Document section:
Plus, it's kinda insulting to people when you tell them you think they aren't "mature" or "accepting," when really, gay people should accept the fact that not EVERYBODY is gonna effing like them. Get the fricking hell over it already.

 

Hey...since we're on the subject...

 

With all due respect, junior...

 

I'm a lot older than you, and have some historical perspective on this matter. The only reason you, dude, have whatever rights you do (and in Georgia, it's not many) is because other queers went out and protested and bitched...and organized.

 

A mere decade ago, a gay man could have been sent to prison for 20 years for having consensual sex in your great state. In Georgia, you can legally be fired from a job for being queer. You can be thrown out of your aprtment. If you should be lucky enough to settle down with a partner, your state will not recognize the relationship. You're a second-class citizen, and it's not because people were annoyed by being handed cards on the Day of Silence...

Dataset records:

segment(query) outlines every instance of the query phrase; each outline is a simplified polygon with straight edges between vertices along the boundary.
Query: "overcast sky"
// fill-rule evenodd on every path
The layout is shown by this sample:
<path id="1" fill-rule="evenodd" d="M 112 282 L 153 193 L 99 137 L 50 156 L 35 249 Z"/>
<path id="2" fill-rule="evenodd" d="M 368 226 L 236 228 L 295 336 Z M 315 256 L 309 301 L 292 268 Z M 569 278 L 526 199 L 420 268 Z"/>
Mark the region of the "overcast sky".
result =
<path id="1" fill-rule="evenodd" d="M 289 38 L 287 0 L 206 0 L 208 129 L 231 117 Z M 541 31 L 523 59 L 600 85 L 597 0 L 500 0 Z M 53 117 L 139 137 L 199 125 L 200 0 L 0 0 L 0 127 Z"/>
---
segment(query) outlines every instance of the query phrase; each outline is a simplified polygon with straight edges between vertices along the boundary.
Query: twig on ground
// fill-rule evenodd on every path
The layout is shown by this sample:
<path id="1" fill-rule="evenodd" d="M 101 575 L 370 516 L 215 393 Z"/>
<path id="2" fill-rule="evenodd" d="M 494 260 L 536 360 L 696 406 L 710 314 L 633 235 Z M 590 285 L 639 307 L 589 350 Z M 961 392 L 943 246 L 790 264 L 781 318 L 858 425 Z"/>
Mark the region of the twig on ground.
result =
---
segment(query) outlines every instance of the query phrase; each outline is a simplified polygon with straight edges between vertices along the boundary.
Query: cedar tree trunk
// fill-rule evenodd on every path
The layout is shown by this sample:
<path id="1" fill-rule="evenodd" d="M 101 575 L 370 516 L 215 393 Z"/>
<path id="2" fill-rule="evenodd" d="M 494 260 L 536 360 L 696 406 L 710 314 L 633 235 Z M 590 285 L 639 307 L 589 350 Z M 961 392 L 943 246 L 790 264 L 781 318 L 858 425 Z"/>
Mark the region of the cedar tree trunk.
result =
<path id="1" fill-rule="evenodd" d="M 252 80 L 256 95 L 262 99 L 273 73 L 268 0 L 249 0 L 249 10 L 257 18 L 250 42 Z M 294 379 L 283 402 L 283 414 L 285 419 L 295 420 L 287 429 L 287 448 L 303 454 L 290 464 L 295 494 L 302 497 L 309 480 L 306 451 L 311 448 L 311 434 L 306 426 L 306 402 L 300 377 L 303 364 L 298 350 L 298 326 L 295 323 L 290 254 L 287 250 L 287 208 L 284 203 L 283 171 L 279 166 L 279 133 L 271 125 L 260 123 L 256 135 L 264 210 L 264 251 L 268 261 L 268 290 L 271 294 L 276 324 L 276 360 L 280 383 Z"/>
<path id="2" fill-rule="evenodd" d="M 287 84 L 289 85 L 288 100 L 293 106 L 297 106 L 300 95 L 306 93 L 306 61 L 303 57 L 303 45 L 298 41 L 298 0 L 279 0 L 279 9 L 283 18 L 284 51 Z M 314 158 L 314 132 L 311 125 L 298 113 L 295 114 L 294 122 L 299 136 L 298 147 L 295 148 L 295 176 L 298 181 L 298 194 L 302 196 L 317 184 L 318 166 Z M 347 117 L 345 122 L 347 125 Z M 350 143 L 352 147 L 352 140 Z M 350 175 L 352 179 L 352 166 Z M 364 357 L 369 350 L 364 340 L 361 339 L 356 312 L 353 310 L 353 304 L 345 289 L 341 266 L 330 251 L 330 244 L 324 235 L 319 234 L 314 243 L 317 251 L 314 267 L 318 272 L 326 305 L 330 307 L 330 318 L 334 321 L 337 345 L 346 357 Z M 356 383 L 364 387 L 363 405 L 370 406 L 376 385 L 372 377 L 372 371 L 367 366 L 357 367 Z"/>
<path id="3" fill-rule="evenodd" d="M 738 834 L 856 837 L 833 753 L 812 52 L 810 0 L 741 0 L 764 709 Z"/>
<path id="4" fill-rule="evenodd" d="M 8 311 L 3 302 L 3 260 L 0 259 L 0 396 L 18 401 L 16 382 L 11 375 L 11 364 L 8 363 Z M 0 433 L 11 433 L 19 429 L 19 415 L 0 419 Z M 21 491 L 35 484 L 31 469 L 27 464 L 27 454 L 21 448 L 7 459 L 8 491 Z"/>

Job A:
Please answer these questions about the post on gay rights in Georgia:
(i) In the opening paragraph, what fact does the writer say gay people should accept?
(ii) According to the post, how many years in prison could a gay man have faced a decade ago for consensual sex in Georgia?
(iii) What event is named in the final sentence, where people were handed cards?
Job B:
Select each line of the listing that contains the word "ground".

Exercise answer A:
(i) Not everybody is going to like them.
(ii) 20 years.
(iii) The Day of Silence.

Exercise answer B:
Query: twig on ground
Mark the region of the twig on ground.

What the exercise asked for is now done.